**PROBLEM TO WORK ON:** Turn the entries into a two-column CSV with the headers instruction and outline, one row per entry, each field quoted and with line breaks replaced by spaces. Start at the line that has "[outline] antenna", continue through the end of the entries, and leave out the pictures.

^^^^^^^^^^^^^^^^

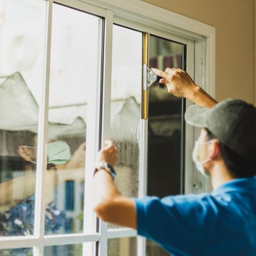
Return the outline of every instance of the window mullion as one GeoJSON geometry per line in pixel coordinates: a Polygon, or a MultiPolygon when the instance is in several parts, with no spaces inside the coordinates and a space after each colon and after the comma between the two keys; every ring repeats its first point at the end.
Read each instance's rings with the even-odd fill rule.
{"type": "MultiPolygon", "coordinates": [[[[102,144],[110,138],[113,12],[106,10],[102,110],[102,144]]],[[[99,255],[107,255],[107,224],[99,221],[99,255]]]]}
{"type": "Polygon", "coordinates": [[[48,126],[48,101],[50,79],[50,47],[53,1],[49,0],[46,6],[45,59],[42,99],[39,108],[37,166],[36,182],[36,204],[35,211],[35,235],[38,239],[38,253],[43,255],[43,236],[44,235],[44,175],[47,169],[47,131],[48,126]]]}

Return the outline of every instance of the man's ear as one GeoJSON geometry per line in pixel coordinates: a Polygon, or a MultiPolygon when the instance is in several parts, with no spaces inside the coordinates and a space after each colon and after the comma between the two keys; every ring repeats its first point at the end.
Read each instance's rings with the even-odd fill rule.
{"type": "Polygon", "coordinates": [[[212,152],[210,155],[210,158],[213,159],[220,153],[220,145],[218,140],[215,140],[212,144],[212,152]]]}
{"type": "Polygon", "coordinates": [[[24,160],[27,161],[31,161],[31,152],[30,149],[25,147],[25,146],[20,146],[18,149],[18,152],[19,155],[23,158],[24,160]]]}

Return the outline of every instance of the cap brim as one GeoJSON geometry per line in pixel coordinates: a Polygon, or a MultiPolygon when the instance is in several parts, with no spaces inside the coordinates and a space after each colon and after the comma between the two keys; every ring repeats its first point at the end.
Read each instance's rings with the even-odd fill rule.
{"type": "Polygon", "coordinates": [[[191,126],[197,127],[206,127],[207,116],[210,110],[211,109],[193,105],[186,111],[185,120],[191,126]]]}

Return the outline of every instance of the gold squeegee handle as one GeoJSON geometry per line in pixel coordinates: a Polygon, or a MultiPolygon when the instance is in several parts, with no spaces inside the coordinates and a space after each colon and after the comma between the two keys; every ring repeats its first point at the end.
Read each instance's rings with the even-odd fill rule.
{"type": "Polygon", "coordinates": [[[149,33],[143,35],[143,79],[142,79],[142,119],[148,118],[149,90],[147,88],[147,67],[149,65],[149,33]]]}

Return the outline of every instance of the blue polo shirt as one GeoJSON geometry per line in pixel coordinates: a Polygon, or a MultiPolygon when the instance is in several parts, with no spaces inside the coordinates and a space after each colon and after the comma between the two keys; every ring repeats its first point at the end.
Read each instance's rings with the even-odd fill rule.
{"type": "Polygon", "coordinates": [[[256,255],[256,177],[211,194],[134,200],[138,235],[173,255],[256,255]]]}

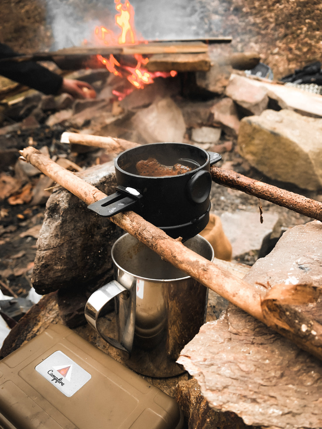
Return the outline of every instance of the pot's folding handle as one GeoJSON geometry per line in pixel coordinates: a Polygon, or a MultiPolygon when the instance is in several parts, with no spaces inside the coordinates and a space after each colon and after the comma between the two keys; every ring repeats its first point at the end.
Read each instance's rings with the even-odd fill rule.
{"type": "Polygon", "coordinates": [[[140,192],[123,186],[117,186],[116,189],[115,193],[90,204],[87,208],[103,218],[110,218],[130,208],[135,211],[142,196],[140,192]]]}
{"type": "Polygon", "coordinates": [[[103,340],[113,347],[128,353],[131,351],[133,339],[131,344],[122,344],[122,340],[121,342],[120,342],[114,338],[105,335],[97,325],[97,319],[103,307],[111,299],[112,299],[118,295],[120,295],[121,299],[130,301],[129,295],[129,290],[126,287],[116,280],[113,280],[97,289],[91,295],[86,303],[85,310],[86,320],[103,340]]]}
{"type": "Polygon", "coordinates": [[[207,151],[208,154],[210,156],[210,164],[211,166],[216,164],[216,162],[220,161],[222,159],[222,156],[220,154],[217,154],[216,152],[209,152],[207,151]]]}

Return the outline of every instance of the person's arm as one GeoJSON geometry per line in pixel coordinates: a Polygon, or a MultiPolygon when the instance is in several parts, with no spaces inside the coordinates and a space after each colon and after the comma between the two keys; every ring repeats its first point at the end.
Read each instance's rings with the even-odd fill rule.
{"type": "MultiPolygon", "coordinates": [[[[0,59],[19,54],[7,45],[0,43],[0,59]]],[[[96,95],[94,88],[86,82],[63,79],[32,61],[0,61],[0,75],[44,94],[56,95],[67,92],[76,98],[95,98],[96,95]],[[84,88],[89,91],[83,91],[84,88]]]]}

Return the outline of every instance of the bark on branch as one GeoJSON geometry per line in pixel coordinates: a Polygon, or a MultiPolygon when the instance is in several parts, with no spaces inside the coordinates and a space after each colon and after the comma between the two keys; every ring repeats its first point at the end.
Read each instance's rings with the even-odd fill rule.
{"type": "Polygon", "coordinates": [[[231,170],[212,167],[210,172],[213,180],[216,183],[241,190],[249,195],[322,221],[322,203],[319,201],[251,179],[231,170]]]}

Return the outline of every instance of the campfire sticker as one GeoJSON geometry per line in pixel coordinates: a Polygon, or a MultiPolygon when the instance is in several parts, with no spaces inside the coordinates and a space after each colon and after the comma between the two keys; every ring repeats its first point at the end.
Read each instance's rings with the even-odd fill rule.
{"type": "Polygon", "coordinates": [[[35,369],[69,397],[91,378],[91,374],[60,350],[50,355],[35,369]]]}

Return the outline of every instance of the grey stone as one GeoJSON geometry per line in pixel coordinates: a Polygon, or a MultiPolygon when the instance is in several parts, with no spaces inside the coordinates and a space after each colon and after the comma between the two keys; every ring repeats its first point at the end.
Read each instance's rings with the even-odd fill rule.
{"type": "Polygon", "coordinates": [[[261,224],[259,211],[225,212],[220,216],[222,228],[231,244],[233,258],[250,250],[259,250],[264,237],[278,220],[275,213],[264,213],[261,224]]]}
{"type": "Polygon", "coordinates": [[[238,135],[240,121],[237,109],[231,98],[225,97],[210,109],[215,124],[221,125],[226,134],[238,135]]]}
{"type": "MultiPolygon", "coordinates": [[[[266,290],[258,282],[320,286],[322,240],[321,222],[294,227],[244,280],[262,296],[266,290]]],[[[234,306],[203,325],[178,362],[220,414],[235,413],[247,425],[267,428],[321,426],[321,362],[234,306]]]]}
{"type": "Polygon", "coordinates": [[[197,143],[211,143],[216,144],[220,138],[222,129],[213,127],[200,127],[193,128],[191,138],[197,143]]]}
{"type": "Polygon", "coordinates": [[[156,101],[132,118],[134,128],[147,143],[181,142],[185,124],[181,111],[170,97],[156,101]]]}
{"type": "Polygon", "coordinates": [[[147,107],[156,100],[178,94],[179,86],[175,85],[172,79],[159,78],[143,89],[135,88],[120,103],[121,107],[130,110],[147,107]]]}
{"type": "Polygon", "coordinates": [[[58,124],[62,124],[69,120],[72,116],[73,111],[71,109],[60,110],[51,115],[46,121],[46,124],[49,127],[52,127],[58,124]]]}
{"type": "Polygon", "coordinates": [[[225,91],[225,94],[249,114],[260,115],[268,104],[267,90],[264,87],[255,87],[249,79],[234,75],[225,91]]]}
{"type": "MultiPolygon", "coordinates": [[[[107,195],[115,186],[114,166],[107,163],[76,173],[107,195]]],[[[33,273],[38,293],[78,289],[111,275],[110,249],[122,230],[90,211],[84,202],[59,187],[49,197],[37,242],[33,273]]]]}
{"type": "Polygon", "coordinates": [[[208,72],[197,72],[198,86],[217,94],[223,94],[232,71],[231,66],[215,62],[208,72]]]}
{"type": "Polygon", "coordinates": [[[44,95],[42,97],[38,107],[44,112],[46,110],[55,110],[56,104],[53,95],[44,95]]]}
{"type": "Polygon", "coordinates": [[[286,231],[274,249],[258,259],[244,278],[252,284],[261,279],[277,284],[322,283],[322,223],[318,221],[286,231]]]}
{"type": "Polygon", "coordinates": [[[211,109],[214,100],[209,101],[188,101],[186,100],[178,100],[177,104],[181,110],[187,128],[213,125],[211,109]]]}
{"type": "Polygon", "coordinates": [[[71,107],[75,99],[70,94],[64,93],[56,97],[55,100],[57,110],[63,110],[71,107]]]}
{"type": "Polygon", "coordinates": [[[241,155],[271,178],[316,190],[322,187],[322,119],[267,110],[240,122],[241,155]]]}

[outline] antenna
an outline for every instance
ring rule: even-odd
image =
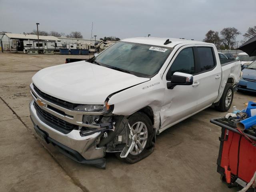
[[[93,22],[92,22],[92,31],[91,32],[91,42],[90,44],[90,48],[91,48],[91,44],[92,44],[92,26],[93,26]],[[89,49],[90,51],[90,49]],[[90,59],[90,53],[89,54],[89,58]]]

^^^^^^^^^^^^^^^^

**RIGHT ANSWER:**
instruction,outline
"[outline] antenna an outline for every instance ring rule: even-odd image =","[[[93,22],[92,22],[92,31],[91,32],[91,42],[90,44],[90,48],[91,48],[91,44],[92,44],[92,26],[93,26]],[[89,49],[90,51],[90,49]],[[90,59],[90,53],[89,54],[89,58]]]"